EXERCISE DIRECTIONS
Please report how many lines below contain "screen", writing nothing except the number.

Text-to-region grounding data:
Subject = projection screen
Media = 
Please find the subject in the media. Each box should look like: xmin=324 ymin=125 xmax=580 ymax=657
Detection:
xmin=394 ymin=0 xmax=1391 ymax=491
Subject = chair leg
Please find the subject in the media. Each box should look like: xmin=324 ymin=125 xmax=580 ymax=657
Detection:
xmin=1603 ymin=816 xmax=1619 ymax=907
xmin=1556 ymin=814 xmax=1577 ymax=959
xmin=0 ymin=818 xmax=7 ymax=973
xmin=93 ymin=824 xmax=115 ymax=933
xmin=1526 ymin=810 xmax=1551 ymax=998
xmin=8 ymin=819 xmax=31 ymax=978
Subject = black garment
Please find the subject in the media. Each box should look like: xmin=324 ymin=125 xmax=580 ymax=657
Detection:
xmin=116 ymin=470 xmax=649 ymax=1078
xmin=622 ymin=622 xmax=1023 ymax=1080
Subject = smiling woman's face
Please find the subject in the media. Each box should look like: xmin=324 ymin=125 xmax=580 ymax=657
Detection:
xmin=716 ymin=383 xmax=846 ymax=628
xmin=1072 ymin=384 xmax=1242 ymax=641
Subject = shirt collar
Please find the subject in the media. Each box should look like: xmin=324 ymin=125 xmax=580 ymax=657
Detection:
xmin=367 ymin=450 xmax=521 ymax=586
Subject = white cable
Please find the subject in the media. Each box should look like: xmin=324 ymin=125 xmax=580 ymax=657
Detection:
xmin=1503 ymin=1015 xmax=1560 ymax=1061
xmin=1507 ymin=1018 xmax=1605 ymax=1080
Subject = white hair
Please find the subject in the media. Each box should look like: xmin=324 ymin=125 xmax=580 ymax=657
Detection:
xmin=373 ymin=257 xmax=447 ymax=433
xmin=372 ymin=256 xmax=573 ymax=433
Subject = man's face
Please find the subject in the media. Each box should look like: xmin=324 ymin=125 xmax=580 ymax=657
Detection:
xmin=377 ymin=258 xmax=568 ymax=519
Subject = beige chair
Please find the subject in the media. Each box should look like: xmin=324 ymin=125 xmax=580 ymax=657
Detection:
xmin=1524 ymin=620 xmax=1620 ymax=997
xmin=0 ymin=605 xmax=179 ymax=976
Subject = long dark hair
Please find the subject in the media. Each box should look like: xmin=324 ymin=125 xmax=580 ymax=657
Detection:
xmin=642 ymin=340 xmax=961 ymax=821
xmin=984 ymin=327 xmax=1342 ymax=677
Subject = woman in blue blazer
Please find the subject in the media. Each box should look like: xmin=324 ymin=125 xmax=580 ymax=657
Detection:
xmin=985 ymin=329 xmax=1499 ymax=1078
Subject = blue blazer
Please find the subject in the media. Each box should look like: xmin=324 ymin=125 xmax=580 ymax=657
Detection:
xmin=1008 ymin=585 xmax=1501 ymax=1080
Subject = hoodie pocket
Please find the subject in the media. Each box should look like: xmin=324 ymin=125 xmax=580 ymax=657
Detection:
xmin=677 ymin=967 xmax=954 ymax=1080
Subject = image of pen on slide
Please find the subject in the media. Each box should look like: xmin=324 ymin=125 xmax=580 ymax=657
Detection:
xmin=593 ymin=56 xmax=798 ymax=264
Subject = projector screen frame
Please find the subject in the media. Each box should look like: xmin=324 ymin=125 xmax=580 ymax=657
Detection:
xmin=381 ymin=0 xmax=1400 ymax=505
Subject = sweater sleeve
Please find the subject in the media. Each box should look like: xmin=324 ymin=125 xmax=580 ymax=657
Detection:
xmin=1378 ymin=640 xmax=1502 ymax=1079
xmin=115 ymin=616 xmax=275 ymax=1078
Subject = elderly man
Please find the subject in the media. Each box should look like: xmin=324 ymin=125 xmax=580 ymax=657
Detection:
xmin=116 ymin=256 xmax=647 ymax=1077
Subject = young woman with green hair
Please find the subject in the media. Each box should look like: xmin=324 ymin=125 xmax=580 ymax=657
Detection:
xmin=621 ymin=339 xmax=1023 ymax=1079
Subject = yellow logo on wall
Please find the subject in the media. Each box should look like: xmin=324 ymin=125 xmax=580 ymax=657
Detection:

RESPONSE AREA
2